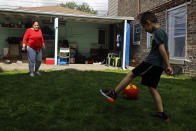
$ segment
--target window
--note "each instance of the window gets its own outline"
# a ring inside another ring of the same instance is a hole
[[[167,17],[170,58],[184,59],[186,49],[186,6],[169,10]]]
[[[98,44],[105,45],[105,39],[106,39],[105,35],[106,35],[105,30],[99,30]]]
[[[152,44],[152,34],[147,32],[147,49],[150,49]]]
[[[140,24],[133,25],[133,45],[140,45],[141,26]]]

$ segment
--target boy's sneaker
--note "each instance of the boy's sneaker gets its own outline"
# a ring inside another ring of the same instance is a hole
[[[169,116],[167,114],[165,114],[164,112],[156,112],[153,116],[161,118],[167,122],[169,122],[171,120],[171,118],[169,118]]]
[[[39,71],[36,71],[35,74],[41,76],[41,73],[39,73]]]
[[[107,98],[108,101],[114,102],[116,99],[116,93],[114,90],[106,90],[106,89],[101,89],[100,90],[101,94]]]

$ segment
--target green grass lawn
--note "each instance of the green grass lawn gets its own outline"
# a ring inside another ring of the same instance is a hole
[[[150,115],[155,106],[140,78],[137,100],[120,94],[109,103],[100,88],[114,88],[126,71],[26,71],[0,73],[0,130],[5,131],[193,131],[196,130],[196,80],[163,75],[159,92],[166,123]]]

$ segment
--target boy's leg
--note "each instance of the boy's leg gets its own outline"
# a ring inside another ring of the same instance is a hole
[[[157,112],[163,112],[163,104],[162,104],[162,99],[161,99],[159,92],[157,91],[156,88],[152,88],[152,87],[149,87],[149,91],[156,104]]]
[[[156,88],[152,88],[152,87],[149,87],[149,90],[152,94],[152,98],[154,99],[155,105],[157,107],[157,112],[153,116],[169,122],[170,117],[168,117],[168,115],[163,112],[163,103],[159,92],[157,91]]]
[[[115,90],[106,90],[106,89],[101,89],[100,92],[103,96],[107,98],[110,102],[114,102],[116,99],[117,94],[123,90],[129,82],[133,80],[136,76],[141,76],[146,70],[151,68],[151,64],[142,62],[139,64],[136,68],[134,68],[132,71],[130,71],[124,79],[120,82],[120,84],[115,88]]]
[[[108,101],[114,102],[117,94],[124,89],[129,82],[134,78],[134,74],[132,71],[130,71],[124,79],[120,82],[120,84],[115,88],[115,90],[106,90],[106,89],[101,89],[100,92],[103,96],[107,98]]]
[[[118,94],[121,90],[123,90],[135,77],[132,71],[130,71],[124,79],[119,83],[119,85],[115,88],[115,92]]]

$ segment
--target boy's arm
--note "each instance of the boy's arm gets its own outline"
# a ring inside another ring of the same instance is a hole
[[[166,69],[165,69],[166,73],[168,75],[173,75],[173,69],[171,68],[169,63],[169,52],[166,52],[164,44],[159,45],[159,52],[166,64]]]

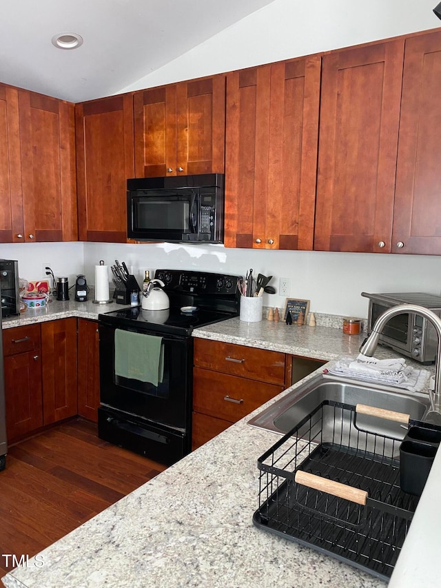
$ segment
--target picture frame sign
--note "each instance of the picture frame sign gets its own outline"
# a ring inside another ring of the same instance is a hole
[[[289,313],[293,325],[306,325],[309,312],[309,300],[287,298],[285,303],[283,320],[286,321],[288,313]]]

> [The task]:
Can you copy every row above word for word, leaving out the pictures?

> [Solution to the exercise]:
$ segment
--target window
--note "each instance of the window gets its own outline"
# a ring inside another ring of the same instance is a hole
[[[167,17],[170,58],[184,59],[186,49],[186,6],[169,10]]]
[[[98,44],[105,45],[105,39],[106,39],[105,35],[106,35],[105,30],[99,30]]]
[[[152,44],[152,34],[147,32],[147,49],[150,49]]]
[[[140,24],[133,25],[133,45],[140,45],[141,26]]]

$ segment
--target boy's sneaker
--note "each instance of the boy's sneaker gets its own outline"
# a ring inside another ring of the same instance is a hole
[[[169,116],[167,114],[165,114],[164,112],[156,112],[153,116],[161,118],[167,122],[169,122],[171,120],[171,118],[169,118]]]
[[[39,71],[36,71],[35,74],[41,76],[41,73],[39,73]]]
[[[107,98],[108,101],[114,102],[116,99],[116,93],[114,90],[106,90],[106,89],[101,89],[100,90],[101,94]]]

$ segment
--target green grass lawn
--note "each instance of the green grass lawn gets its own outline"
# a ring inside another ring of the same instance is a hole
[[[150,115],[155,106],[140,78],[137,100],[120,94],[109,103],[100,88],[114,88],[126,71],[26,71],[0,73],[0,130],[5,131],[193,131],[196,130],[196,80],[163,75],[159,92],[166,123]]]

$ segment
--target boy's leg
--note "each instance of the boy's leg gets its own outline"
# a ring inside another ring of the same instance is a hole
[[[157,112],[163,112],[163,104],[162,104],[162,99],[161,99],[159,92],[157,91],[156,88],[152,88],[152,87],[149,87],[149,91],[156,104]]]
[[[156,88],[152,88],[152,87],[149,87],[149,90],[152,94],[152,98],[154,99],[155,105],[157,107],[157,112],[153,116],[169,122],[170,117],[168,117],[168,115],[163,112],[163,103],[159,92],[157,91]]]
[[[115,90],[106,90],[106,89],[101,89],[100,92],[103,96],[107,98],[110,102],[114,102],[116,99],[117,94],[123,90],[129,82],[133,80],[136,76],[141,76],[146,70],[151,68],[151,64],[142,62],[139,64],[136,68],[134,68],[132,71],[130,71],[124,79],[120,82],[120,84],[115,88]]]
[[[108,101],[114,102],[117,94],[124,89],[129,82],[134,78],[134,74],[132,71],[130,71],[124,79],[120,82],[120,84],[115,88],[115,90],[106,90],[106,89],[101,89],[100,92],[103,96],[107,98]]]
[[[118,94],[121,90],[123,90],[135,77],[132,71],[130,71],[124,79],[119,83],[119,85],[115,88],[115,92]]]

$ segment
--target boy's arm
--note "each instance of the boy's arm gets its own outline"
# a ring inside another ring of the same instance is a hole
[[[166,69],[165,69],[166,73],[168,75],[173,75],[173,69],[171,68],[169,63],[169,52],[166,52],[164,44],[159,45],[159,52],[166,64]]]

$ segment
--target picture frame sign
--note "each instance of the picture frame sign gets its own outline"
# a ring inside another ring of the same instance is a hole
[[[289,313],[293,325],[306,325],[309,312],[309,300],[287,298],[285,303],[283,320],[286,321],[288,313]]]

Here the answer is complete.